* [Task to complete]: Could you set down the lines below, from the one containing "Pin the purple" through the final line, exactly as written?

* [Dataset items]:
<<<<

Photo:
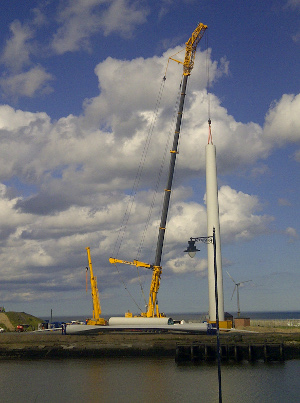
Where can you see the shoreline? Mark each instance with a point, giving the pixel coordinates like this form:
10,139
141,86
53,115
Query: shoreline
54,345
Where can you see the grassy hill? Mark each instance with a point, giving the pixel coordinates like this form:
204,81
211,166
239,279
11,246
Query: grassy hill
10,320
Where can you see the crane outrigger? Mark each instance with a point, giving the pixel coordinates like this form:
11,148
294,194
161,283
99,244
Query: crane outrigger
188,64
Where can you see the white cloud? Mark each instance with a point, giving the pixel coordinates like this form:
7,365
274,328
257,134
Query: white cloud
28,84
83,168
17,51
238,220
282,123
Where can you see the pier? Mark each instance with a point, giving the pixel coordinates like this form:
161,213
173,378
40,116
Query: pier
230,352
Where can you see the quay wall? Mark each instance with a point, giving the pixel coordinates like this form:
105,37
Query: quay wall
289,323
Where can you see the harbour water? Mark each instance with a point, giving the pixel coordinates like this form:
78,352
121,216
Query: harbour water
146,380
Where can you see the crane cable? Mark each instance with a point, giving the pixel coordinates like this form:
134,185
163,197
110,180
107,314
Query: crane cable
137,180
209,141
136,184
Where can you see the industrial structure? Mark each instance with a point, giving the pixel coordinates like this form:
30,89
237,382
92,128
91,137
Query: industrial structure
96,320
213,222
188,64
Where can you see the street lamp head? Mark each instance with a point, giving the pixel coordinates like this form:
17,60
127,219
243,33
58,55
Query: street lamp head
191,249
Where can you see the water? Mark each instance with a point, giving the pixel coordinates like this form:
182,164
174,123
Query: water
146,380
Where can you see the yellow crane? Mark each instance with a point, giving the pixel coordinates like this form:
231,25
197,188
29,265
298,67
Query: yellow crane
188,64
152,308
95,296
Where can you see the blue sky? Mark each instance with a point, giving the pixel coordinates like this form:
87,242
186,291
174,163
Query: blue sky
79,82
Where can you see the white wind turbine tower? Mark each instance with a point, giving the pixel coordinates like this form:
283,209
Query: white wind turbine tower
236,287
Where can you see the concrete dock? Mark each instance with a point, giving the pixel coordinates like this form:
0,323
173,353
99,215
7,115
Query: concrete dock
55,345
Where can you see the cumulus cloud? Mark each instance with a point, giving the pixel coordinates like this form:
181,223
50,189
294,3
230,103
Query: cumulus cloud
28,84
17,50
82,168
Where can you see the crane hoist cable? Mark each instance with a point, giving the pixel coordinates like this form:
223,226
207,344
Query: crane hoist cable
152,309
138,176
209,140
159,175
136,184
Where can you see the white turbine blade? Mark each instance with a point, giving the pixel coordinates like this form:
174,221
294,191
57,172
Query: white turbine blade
233,291
230,277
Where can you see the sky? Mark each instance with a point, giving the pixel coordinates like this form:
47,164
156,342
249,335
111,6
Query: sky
86,125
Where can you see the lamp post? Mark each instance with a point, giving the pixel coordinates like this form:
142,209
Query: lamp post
191,250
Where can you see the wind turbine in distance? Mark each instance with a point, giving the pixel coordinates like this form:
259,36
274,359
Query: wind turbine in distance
236,287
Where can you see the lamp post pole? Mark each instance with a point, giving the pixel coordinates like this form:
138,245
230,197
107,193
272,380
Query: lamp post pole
192,251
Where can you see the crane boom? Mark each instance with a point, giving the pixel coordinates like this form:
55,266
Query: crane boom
190,49
95,296
136,263
188,64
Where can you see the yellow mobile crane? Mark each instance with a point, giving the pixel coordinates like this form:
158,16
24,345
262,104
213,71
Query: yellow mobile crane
188,64
95,297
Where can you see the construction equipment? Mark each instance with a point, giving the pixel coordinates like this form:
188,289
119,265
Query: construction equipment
152,308
95,297
188,64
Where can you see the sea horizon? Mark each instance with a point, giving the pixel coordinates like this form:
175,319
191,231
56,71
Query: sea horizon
193,316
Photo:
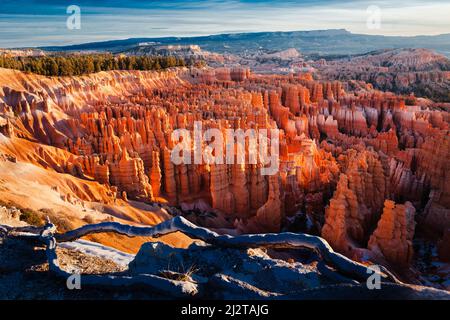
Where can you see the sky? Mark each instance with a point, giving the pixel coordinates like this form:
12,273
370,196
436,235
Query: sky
25,23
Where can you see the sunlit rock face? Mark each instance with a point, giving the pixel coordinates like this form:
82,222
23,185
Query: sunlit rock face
355,165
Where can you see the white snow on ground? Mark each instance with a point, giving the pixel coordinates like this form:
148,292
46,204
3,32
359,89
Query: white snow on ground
98,250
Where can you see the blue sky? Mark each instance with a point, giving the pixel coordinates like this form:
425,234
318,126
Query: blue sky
43,22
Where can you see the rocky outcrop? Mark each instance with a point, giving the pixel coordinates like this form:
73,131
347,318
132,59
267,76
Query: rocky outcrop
394,233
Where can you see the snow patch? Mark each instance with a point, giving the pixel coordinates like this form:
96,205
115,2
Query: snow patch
98,250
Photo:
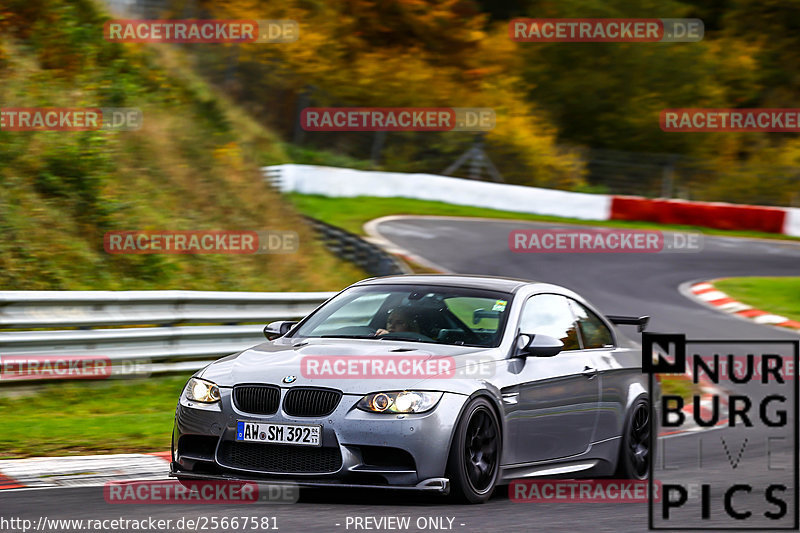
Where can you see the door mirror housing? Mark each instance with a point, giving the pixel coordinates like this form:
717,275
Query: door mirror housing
273,330
538,345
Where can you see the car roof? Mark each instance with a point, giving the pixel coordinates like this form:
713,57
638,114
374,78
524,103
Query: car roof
452,280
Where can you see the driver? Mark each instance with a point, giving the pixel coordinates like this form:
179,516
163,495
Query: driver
399,319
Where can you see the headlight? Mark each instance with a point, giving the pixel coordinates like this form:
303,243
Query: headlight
200,390
399,402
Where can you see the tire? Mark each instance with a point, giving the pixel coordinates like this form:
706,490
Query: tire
473,465
634,453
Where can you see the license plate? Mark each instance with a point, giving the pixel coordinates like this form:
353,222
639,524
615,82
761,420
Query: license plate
301,435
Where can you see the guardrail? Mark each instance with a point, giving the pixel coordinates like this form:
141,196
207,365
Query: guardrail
165,347
353,248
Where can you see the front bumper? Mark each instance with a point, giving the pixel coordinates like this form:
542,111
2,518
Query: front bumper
375,450
435,485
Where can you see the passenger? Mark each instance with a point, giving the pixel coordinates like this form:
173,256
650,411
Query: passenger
400,319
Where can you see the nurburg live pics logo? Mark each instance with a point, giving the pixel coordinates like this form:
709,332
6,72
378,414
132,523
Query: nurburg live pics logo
753,485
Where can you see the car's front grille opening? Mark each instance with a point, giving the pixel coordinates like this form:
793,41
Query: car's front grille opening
387,457
257,399
305,401
276,458
199,447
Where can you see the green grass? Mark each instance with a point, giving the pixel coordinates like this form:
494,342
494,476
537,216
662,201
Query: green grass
83,418
780,296
352,213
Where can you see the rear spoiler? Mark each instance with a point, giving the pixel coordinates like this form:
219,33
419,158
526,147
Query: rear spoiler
639,322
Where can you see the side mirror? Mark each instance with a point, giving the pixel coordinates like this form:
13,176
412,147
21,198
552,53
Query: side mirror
530,345
273,330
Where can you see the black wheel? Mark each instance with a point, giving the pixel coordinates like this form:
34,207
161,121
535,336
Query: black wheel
634,453
474,461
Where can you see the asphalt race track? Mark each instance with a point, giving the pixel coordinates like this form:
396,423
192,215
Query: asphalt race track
635,284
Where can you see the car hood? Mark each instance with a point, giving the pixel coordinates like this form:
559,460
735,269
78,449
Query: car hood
271,362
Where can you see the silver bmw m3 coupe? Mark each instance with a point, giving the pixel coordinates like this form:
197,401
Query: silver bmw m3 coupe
443,383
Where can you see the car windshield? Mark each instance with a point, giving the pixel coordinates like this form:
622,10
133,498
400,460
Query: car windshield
420,313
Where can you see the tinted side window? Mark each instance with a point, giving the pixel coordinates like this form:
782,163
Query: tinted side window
594,332
550,314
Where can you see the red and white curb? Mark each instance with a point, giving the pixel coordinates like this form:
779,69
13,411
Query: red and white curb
81,470
708,294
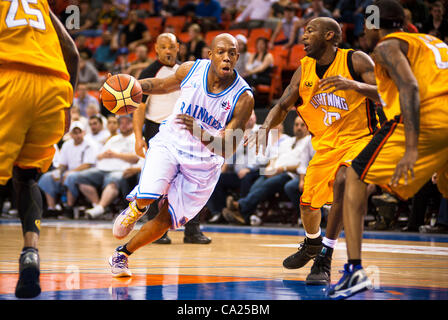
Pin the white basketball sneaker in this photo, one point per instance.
(126, 220)
(119, 265)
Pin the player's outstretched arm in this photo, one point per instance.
(226, 144)
(278, 113)
(69, 50)
(168, 84)
(391, 54)
(363, 66)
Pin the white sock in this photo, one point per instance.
(329, 242)
(313, 236)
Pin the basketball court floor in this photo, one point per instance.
(241, 263)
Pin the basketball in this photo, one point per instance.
(121, 94)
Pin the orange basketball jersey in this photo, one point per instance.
(334, 119)
(428, 58)
(27, 36)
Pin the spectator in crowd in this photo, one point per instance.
(209, 14)
(87, 72)
(280, 170)
(87, 21)
(134, 33)
(141, 62)
(196, 43)
(278, 8)
(112, 127)
(106, 54)
(113, 159)
(314, 10)
(182, 55)
(437, 22)
(108, 13)
(97, 132)
(83, 99)
(258, 70)
(285, 25)
(352, 11)
(122, 7)
(243, 60)
(255, 10)
(408, 25)
(237, 175)
(419, 10)
(81, 44)
(76, 155)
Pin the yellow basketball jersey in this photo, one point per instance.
(27, 36)
(334, 119)
(428, 58)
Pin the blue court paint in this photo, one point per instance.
(244, 290)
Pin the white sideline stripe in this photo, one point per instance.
(389, 248)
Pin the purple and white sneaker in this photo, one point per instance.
(119, 265)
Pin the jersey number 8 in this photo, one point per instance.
(12, 22)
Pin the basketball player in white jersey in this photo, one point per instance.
(183, 161)
(152, 112)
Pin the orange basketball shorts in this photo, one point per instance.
(32, 117)
(376, 163)
(322, 170)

>>>>

* [Solution]:
Pin the purple and white sneaker in this photo, one point per instance.
(119, 265)
Pin the jersey number 8 in this photo, one point per instance.
(12, 22)
Pin the basketball player in white jersey in this photo, one point per instance.
(183, 161)
(152, 112)
Pin the orange basketball shorts in this photo, one point per instance.
(32, 117)
(376, 163)
(322, 170)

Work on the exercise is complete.